━━ Dataset
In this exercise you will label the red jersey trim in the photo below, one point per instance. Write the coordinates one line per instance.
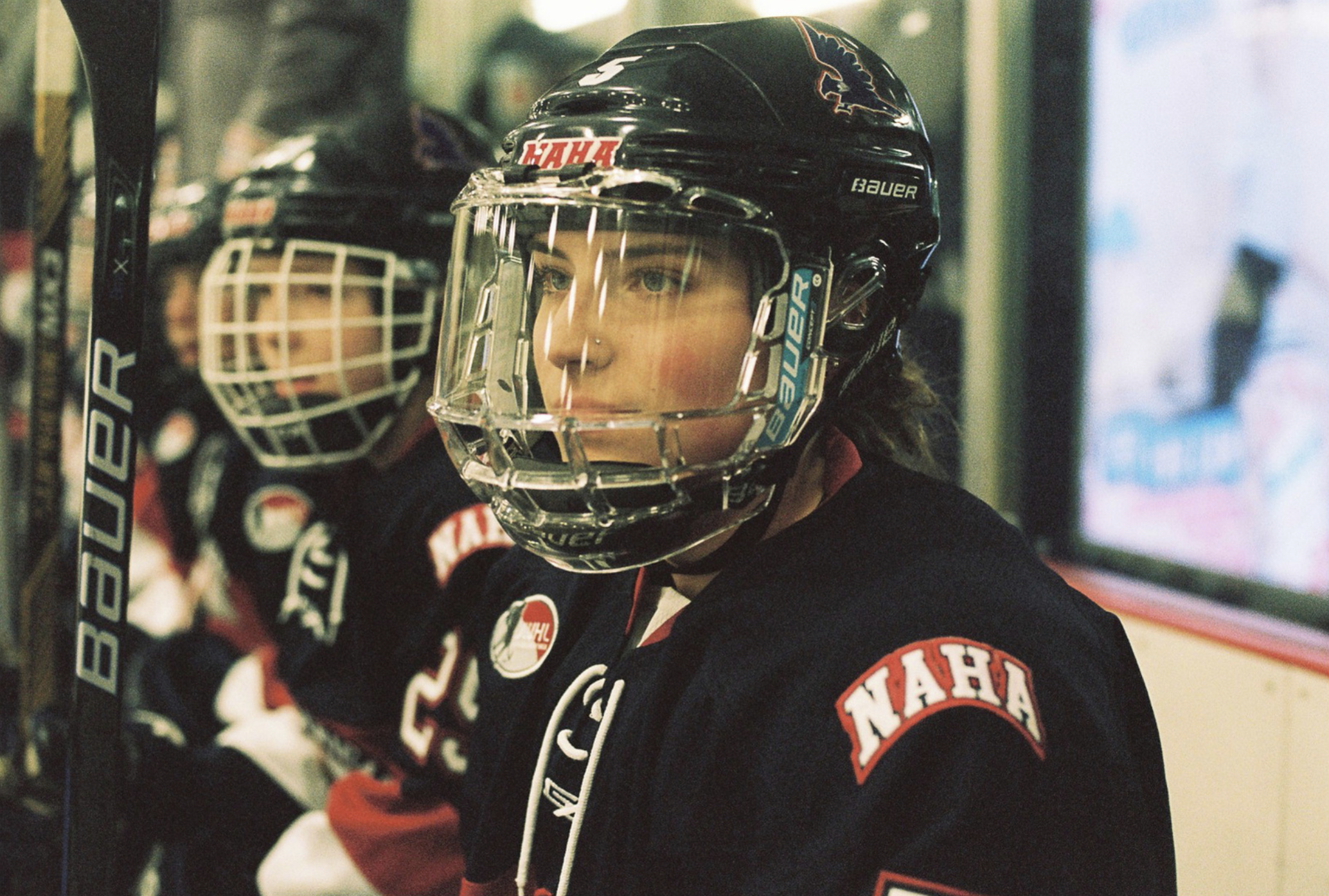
(403, 847)
(843, 461)
(903, 886)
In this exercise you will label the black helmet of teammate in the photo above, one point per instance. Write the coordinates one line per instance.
(783, 143)
(319, 306)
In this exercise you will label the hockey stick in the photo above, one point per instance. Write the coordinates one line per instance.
(40, 679)
(119, 47)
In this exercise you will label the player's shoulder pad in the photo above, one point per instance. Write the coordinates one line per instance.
(461, 535)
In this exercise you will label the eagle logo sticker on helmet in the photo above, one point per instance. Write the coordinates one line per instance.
(557, 152)
(799, 323)
(176, 438)
(844, 82)
(274, 517)
(524, 636)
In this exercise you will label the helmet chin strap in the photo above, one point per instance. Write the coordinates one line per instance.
(751, 531)
(744, 537)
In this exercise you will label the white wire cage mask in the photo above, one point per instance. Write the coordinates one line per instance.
(311, 347)
(609, 370)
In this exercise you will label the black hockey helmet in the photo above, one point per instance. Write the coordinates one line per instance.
(333, 238)
(783, 144)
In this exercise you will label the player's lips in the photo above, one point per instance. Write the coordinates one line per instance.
(296, 387)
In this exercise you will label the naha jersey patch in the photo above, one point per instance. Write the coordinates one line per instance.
(891, 884)
(524, 636)
(927, 677)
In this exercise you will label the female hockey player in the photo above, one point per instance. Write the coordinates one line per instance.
(670, 355)
(339, 528)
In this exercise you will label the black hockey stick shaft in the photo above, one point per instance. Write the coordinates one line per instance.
(119, 43)
(43, 683)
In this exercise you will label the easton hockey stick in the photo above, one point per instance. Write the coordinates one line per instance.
(119, 42)
(42, 681)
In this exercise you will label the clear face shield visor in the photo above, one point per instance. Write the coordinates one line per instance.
(311, 347)
(602, 361)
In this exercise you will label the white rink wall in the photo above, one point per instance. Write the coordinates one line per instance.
(1243, 710)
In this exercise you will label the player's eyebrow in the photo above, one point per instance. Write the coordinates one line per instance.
(694, 251)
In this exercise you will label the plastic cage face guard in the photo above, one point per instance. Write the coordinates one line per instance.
(311, 347)
(614, 372)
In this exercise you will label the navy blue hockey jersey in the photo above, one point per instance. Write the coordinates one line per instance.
(358, 576)
(891, 695)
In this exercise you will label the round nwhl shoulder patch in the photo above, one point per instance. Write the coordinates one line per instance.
(524, 636)
(274, 517)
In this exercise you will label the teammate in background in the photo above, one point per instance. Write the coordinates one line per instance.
(351, 540)
(670, 357)
(181, 431)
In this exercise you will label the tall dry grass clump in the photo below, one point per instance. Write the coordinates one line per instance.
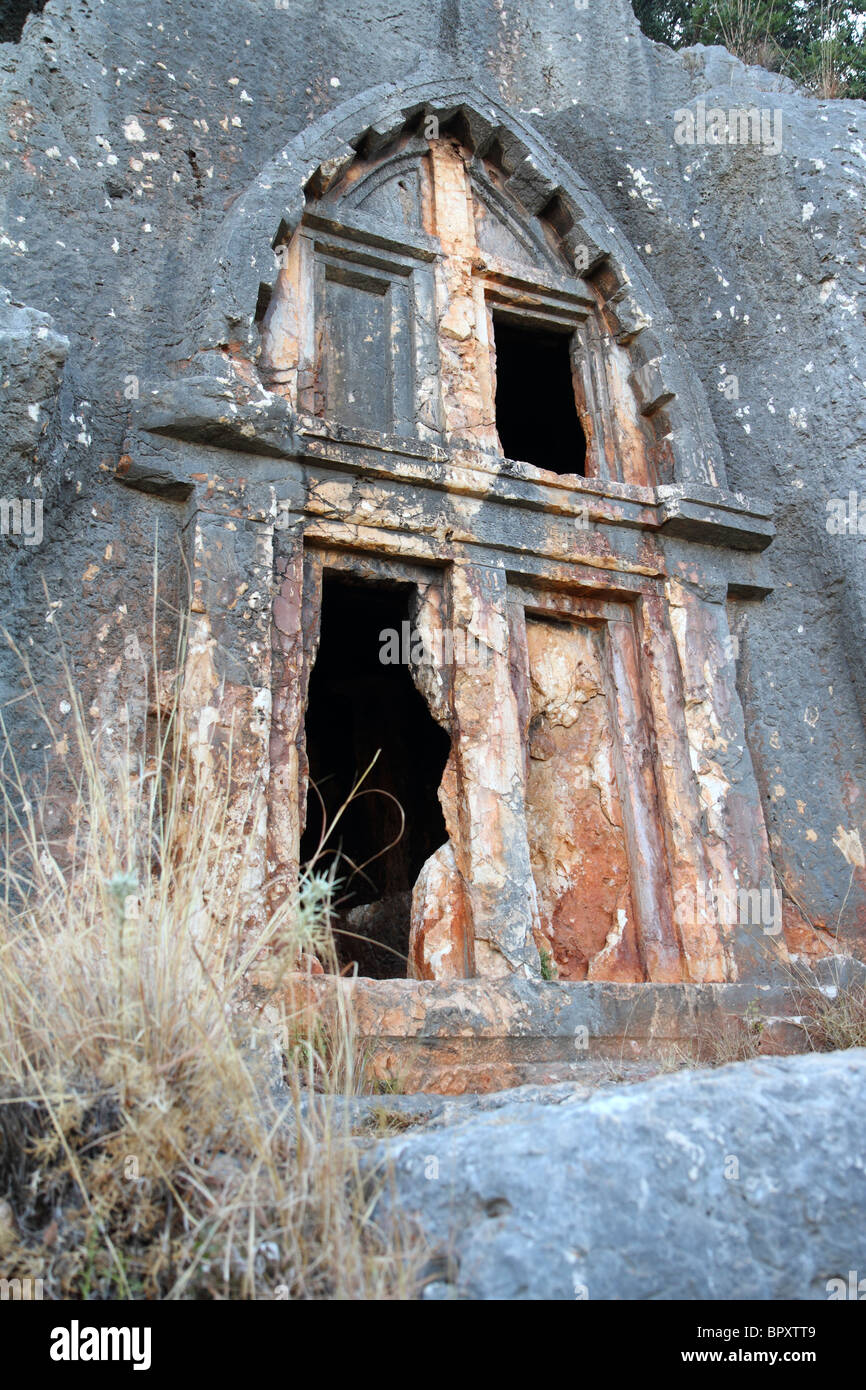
━━━━
#### Problem to solve:
Begin at the line that has "In this exercise you will label the plastic" and stop after the last line, then copy every one of those lines, not only the coordinates, adding 26 to each number in the coordinates. Leave the pictures out.

#### Exercise result:
In this exercise you will label the plastic cage face guard in the photo above, one point per instance. Write the coordinates one line per instance.
(337, 373)
(640, 398)
In this exercise you will label the navy blue hockey jersey in the photo above, one point per instance. Write the coordinates one line per instance.
(384, 602)
(917, 721)
In this exercise you will label the round nwhl shoulder patch in the photo above, one point per instance. Write the coordinates one line per instance.
(550, 662)
(300, 543)
In this exercise you will label the teammate in background in the photo above, one point per instance. Write the coordinates one line per instance.
(377, 566)
(696, 383)
(207, 457)
In this exercise you will label the tall dry grass clump in the photo below, one point per instance. Write the coordinates one line per instance.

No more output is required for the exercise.